EXTRAIT SOURCE -
· · · ·

Cette ère nouvelle, fondée sur «la reconnaissance de nouveaux horizons éthiques, implique une révolution politique et culturelle courageuse» de la part de la France et des Etats Africains qui, faut-il le dire, ne sont pas exempts de tout reproche, bien au contraire.

A la faveur du «Dégel», ayant favorisé le démantèlement du « Bloc de l’Est, la «chute du mur de Berlin» en Allemagne, «la Perestroïka» en Russie, la fin de «la guerre froide», les processus démocratiques africains entamés depuis «le sommet de la Baule» sous François MITTERAND, ont dans un engrenage digne d’une secousse sismique, ouvert «la faille» d’un monde unipolaire, précurseur de «la globalisation» actuelle.

La mouvance ainsi déclenchée dont «l’onde de choc» s’amplifiera sur près de deux décennies (1980-2000) sera estampillé en Afrique du sceau des «conférences nationales souveraines», émanations claires de la reconfiguration du géo-système libéral piloté par les Etats-Unis d’Amérique (U.S.A) et entériné par l’Europe.

La problématique qui traverse les Etats Africains alors englués dans l’impréparation et «les conservatismes inhérents aux systèmes de gouvernance monopartistes», se déclinait en une alternative qui consistait, soit à s’ouvrir au «vent de l’Est dans l’impréparation» ou alors «tenir ferme le statu quo ante de la stabilité assurée par «les partis uniques» et s’ouvrir progressivement au multipartisme». Les choix opérés seront à «géométrie variable» et la «fortune démocratique» des États Africains aussi.

Mais ce qu’il est utile de dire, c’est que les processus démocratiques sont restés depuis lors tributaires d’une «forme de vassalité» qui induit, moins le choix des électeurs que celui dicté par les anciennes puissances coloniales occidentales. L’adoubement des chefs d’Etats bien ou mal élus par les Nations – Unies, la France et/ou les Etats-Unis d’Amérique, est à bien des égards, l’indicateur majeur qui détermine la régularité des élections en Afrique subsaharienne.

II-2-1- Postulation du passage «du droit d’ingérance» puis du «devoir d’ingérence» au dialogue des cultures des peuples et de leur histoire singulière.

· · · ·

DONNÉES DE TRAVAIL -
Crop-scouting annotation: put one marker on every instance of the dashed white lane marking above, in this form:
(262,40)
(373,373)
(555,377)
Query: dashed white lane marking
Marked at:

· · · ·

CONSIGNE ÉCRITE 1 - Imprimez un passage de l'extrait sur la démocratisation en Afrique. Commencez aux mots « A la faveur » et arrêtez-vous après « entériné par l’Europe. ».
CONSIGNE ÉCRITE 2 - Veuillez produire à l'identique, ligne par ligne, l'ensemble des enregistrements.

RÉSULTAT 1 -
A la faveur du «Dégel», ayant favorisé le démantèlement du « Bloc de l’Est, la «chute du mur de Berlin» en Allemagne, «la Perestroïka» en Russie, la fin de «la guerre froide», les processus démocratiques africains entamés depuis «le sommet de la Baule» sous François MITTERAND, ont dans un engrenage digne d’une secousse sismique, ouvert «la faille» d’un monde unipolaire, précurseur de «la globalisation» actuelle.

La mouvance ainsi déclenchée dont «l’onde de choc» s’amplifiera sur près de deux décennies (1980-2000) sera estampillé en Afrique du sceau des «conférences nationales souveraines», émanations claires de la reconfiguration du géo-système libéral piloté par les Etats-Unis d’Amérique (U.S.A) et entériné par l’Europe.

RÉSULTAT 2 -
Crop-scouting annotation: put one marker on every instance of the dashed white lane marking above, in this form:
(262,40)
(373,373)
(555,377)
Query: dashed white lane marking
Marked at:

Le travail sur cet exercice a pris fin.